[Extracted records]
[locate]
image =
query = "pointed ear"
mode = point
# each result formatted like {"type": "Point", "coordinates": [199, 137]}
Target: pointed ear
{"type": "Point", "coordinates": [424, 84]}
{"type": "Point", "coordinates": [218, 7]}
--
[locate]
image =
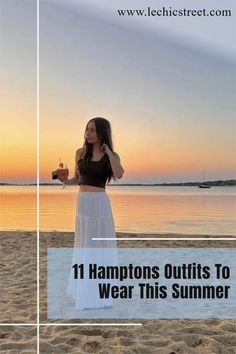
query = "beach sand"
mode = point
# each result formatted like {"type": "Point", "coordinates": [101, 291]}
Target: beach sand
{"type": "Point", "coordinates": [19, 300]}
* * *
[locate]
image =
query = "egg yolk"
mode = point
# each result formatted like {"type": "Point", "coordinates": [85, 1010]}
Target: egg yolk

> Task requirements
Please go through the data and copy each line containing the word "like".

> Output for this task
# each result formatted like {"type": "Point", "coordinates": [199, 137]}
# each result formatted like {"type": "Point", "coordinates": [101, 291]}
# each result formatted like {"type": "Point", "coordinates": [85, 1010]}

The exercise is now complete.